- Document extract:
-*-*-

473,385 Members | 1,324 Online
Bytes | Software Development & Data Engineering Community
Post Job

Home Posts Topics Members FAQ

Join Bytes to post your question to a community of 473,385 software developers and data experts.

White space and >>

Hello all,

[ Disclaimer: I am a complete C++ newbie ]

I want to read lines from a text file, where each line has the
following syntax:

token1:token2:token3

There could be white space between tokens and ':'
There could be white space before token1 or after token3.

Because I will need to access every line several times, later in my
program, I first store every line in a string vector:

// Do you guys put the & near the type or near the parameter name?
static void read_lines(vector<string> &v)
{
ifstream ifs(INFILE); // input file stream

if (ifs == NULL)
{
cerr << "Unable to open input file " << INFILE << ".\n";
exit(-1);
}

string line;

while (getline(ifs, line))
{
// Ignore empty lines and comments.
if (line.empty() || line[0]==HASH) continue;

v.push_back(line);
}
}

Does that part look OK?

Later on, when I am dealing with a specific line, I create a
stringstream object so I can use the >> operator.

Ideally, I would simply write:

{
istringstream myss(mystring);
string token1, token2, token3;

myss >> token1;
myss >> token2;
myss >> token3;
}

But this doesn't work because ':' is not treated as white space. Is
there a simple solution?

Is my approach completely wrong?

Nudge

Jul 19 '05 #1
6 16142
Grumble wrote:
Hello all,

[ Disclaimer: I am a complete C++ newbie ]

I want to read lines from a text file, where each line has the following
syntax:

token1:token2:token3

There could be white space between tokens and ':'
There could be white space before token1 or after token3.


I forgot to mention that it is valid for token1 to be empty, but it
is not valid for token2 and token3 to be empty.

I see a problem. Consider

: t2 : t3

myss >> token1;
myss >> token2;
myss >> token3;

If the >> operator considers ':' to be white space, then I will end
up with token1 = "t2" which is not what I want...

On the other hand, consider

t1:t2:t3

If ':' is not treated as white space, or perhaps some kind of
special delimiter, then I will end up with token1="t1:t2:t3" which
is wrong too...

Errr, how can I get the "ignore white space" behavior, along with
the "split at the delimiter" behavior together?

Nudge

Jul 19 '05 #2


Grumble wrote:

If ':' is not treated as white space, or perhaps some kind of
special delimiter, then I will end up with token1="t1:t2:t3" which
is wrong too...

Errr, how can I get the "ignore white space" behavior, along with
the "split at the delimiter" behavior together?


I think you are barking up the wrong tree.

Take your string.

Locate the 2 ':' characters.

Split the string into 3 seperate strings using the ':' positions
you have determined earlier.

You now have 3 strings, each one containing maybe some
leading whitespace, the token, maybe some trailing whitespace.

-*-*-

- Supplied information:

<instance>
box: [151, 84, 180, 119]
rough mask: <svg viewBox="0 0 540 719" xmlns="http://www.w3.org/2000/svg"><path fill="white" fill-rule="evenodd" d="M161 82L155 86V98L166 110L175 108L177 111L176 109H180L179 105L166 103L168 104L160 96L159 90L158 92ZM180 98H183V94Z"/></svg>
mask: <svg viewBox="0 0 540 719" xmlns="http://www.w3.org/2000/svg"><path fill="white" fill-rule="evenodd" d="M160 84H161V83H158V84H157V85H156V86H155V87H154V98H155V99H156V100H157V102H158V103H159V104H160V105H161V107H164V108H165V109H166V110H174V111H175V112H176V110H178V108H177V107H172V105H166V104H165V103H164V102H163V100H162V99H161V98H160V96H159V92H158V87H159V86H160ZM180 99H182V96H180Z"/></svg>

-*-*-

- What to work on:
1. Repeat the passage of the C++ forum thread above from "I forgot to" up to and including "what I want...".
2. In the C++ forum thread above, which of the three tokens on a line may be empty?
3. Pick up the C++ forum thread above right after its last sentence and carry it on.

- Responses in order:
1.
I forgot to mention that it is valid for token1 to be empty, but it
is not valid for token2 and token3 to be empty.

I see a problem. Consider

: t2 : t3

myss >> token1;
myss >> token2;
myss >> token3;

If the >> operator considers ':' to be white space, then I will end
up with token1 = "t2" which is not what I want...

2. Only token1; token2 and token3 must not be empty.

3.
Get rid of leading and trailing whitespace in each string
and you are left with the tokens alone.

Not every problem is worth to be solved with clever uses of streams.
Sometimes simple string manipulation is simpler.

--
Karl Heinz Buchegger
kb******@gascad.at
Jul 19 '05 #3
Karl Heinz Buchegger wrote:

Grumble wrote:
If ':' is not treated as white space, or perhaps some kind of
special delimiter, then I will end up with token1="t1:t2:t3" which
is wrong too...

Errr, how can I get the "ignore white space" behavior, along with
the "split at the delimiter" behavior together?

I think you are barking up the wrong tree.

Take your string.

Locate the 2 ':' characters.

Split the string into 3 seperate strings using the ':' positions
you have determined earlier.

You now have 3 strings, each one containing maybe some
leading whitespace, the token, maybe some trailing whitespace.

Get rid of leading and trailing whitespace in each string
and you are left with the tokens alone.

Not every problem is worth to be solved with clever uses of streams.
Sometimes simple string manipulation is simpler.


How disappointing :-)

What you describe is what I have done, but I was hoping for shorter
a solution (in terms of lines of code).
void extract_field(string &field, string &line, size_t lpos, size_t
rpos)
{
string temp = line.substr(lpos, rpos-lpos);

lpos = temp.find_first_not_of(WHITESPACE);
rpos = temp.find_first_of(WHITESPACE, lpos);

if (lpos == string::npos) // temp contains only white space.
{
field.erase();
}
else
{
field = temp.substr(lpos, rpos-lpos);
}
}

{
string opt_name, opt_type, opt_val;

size_t lpos = 0, rpos; // left and right position.

// Extract option name from line and strip white space.
rpos = line.find_first_of(COLON, lpos);
extract_field(opt_name, line, lpos, rpos);
lpos = rpos+1;

// Extract option type from line and strip white space.
rpos = line.find_first_of(COLON, lpos);
extract_field(opt_type, line, lpos, rpos);
lpos = rpos+1;

// Extract option value list from line.
opt_val = line.substr(lpos);
}

IMO, the above is far less elegant than:

myss >> opt_name;
myss >> opt_type;
myss >> opt_val;
// modulo error handling of course

I might use getline() to split my line into 3 strings... then use an
istringstream to strip white leading and trailing white space...

I have a related question: at some point I have a string, and I want
to concatenate an int at the end.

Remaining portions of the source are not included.